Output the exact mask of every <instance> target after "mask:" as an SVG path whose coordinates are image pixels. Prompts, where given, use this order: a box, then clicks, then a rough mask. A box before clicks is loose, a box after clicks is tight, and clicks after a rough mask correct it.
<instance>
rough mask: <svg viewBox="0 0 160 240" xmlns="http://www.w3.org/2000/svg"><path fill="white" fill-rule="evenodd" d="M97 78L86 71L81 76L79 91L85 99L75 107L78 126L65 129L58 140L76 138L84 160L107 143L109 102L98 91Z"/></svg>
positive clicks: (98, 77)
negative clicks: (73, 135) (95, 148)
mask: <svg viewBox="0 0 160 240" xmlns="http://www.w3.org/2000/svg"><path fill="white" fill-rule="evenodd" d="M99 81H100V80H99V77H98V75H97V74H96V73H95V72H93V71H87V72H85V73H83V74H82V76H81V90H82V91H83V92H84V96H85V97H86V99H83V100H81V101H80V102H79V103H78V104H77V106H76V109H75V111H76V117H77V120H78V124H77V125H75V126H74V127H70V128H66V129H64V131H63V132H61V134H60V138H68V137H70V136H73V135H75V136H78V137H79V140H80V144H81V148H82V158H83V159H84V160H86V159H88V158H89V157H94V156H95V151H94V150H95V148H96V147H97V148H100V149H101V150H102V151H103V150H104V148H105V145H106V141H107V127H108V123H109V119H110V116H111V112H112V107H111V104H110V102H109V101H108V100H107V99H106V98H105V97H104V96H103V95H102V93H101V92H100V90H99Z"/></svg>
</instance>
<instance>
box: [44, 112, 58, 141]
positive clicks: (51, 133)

__PROBLEM STATEMENT__. Retype the entire listing above, keeping every line and character unchanged.

__FINISHED EXERCISE__.
Output the exact mask of every <instance> target after "mask:" as an SVG path whose coordinates are image pixels. Prompts, where given, use this order: a box, then clicks, then a rough mask. A box before clicks is loose, a box after clicks is tight, and clicks after a rough mask correct it.
<instance>
rough mask: <svg viewBox="0 0 160 240" xmlns="http://www.w3.org/2000/svg"><path fill="white" fill-rule="evenodd" d="M97 78L86 71L81 76L79 91L85 99L75 107L78 126L65 129L58 140L76 138L84 160L107 143L109 102L98 91Z"/></svg>
positive clicks: (98, 77)
negative clicks: (73, 135) (95, 148)
mask: <svg viewBox="0 0 160 240" xmlns="http://www.w3.org/2000/svg"><path fill="white" fill-rule="evenodd" d="M99 81H100V80H99V77H98V75H97V74H96V73H95V72H93V71H87V72H85V73H83V74H82V76H81V90H82V91H83V92H84V96H85V97H86V99H83V100H81V101H80V102H79V103H78V104H77V106H76V109H75V111H76V117H77V120H78V124H77V125H75V126H74V127H70V128H66V129H64V131H63V132H61V134H60V138H68V137H70V136H73V135H75V136H78V137H79V140H80V144H81V148H82V158H83V159H84V160H86V159H88V158H89V157H94V156H95V151H94V150H95V148H96V147H97V148H100V149H101V150H102V151H103V150H104V148H105V145H106V141H107V127H108V123H109V119H110V116H111V112H112V107H111V104H110V102H109V101H108V100H107V99H106V98H105V97H104V96H103V95H102V93H101V92H100V90H99Z"/></svg>
</instance>
<instance>
box: [44, 112, 58, 141]
positive clicks: (51, 133)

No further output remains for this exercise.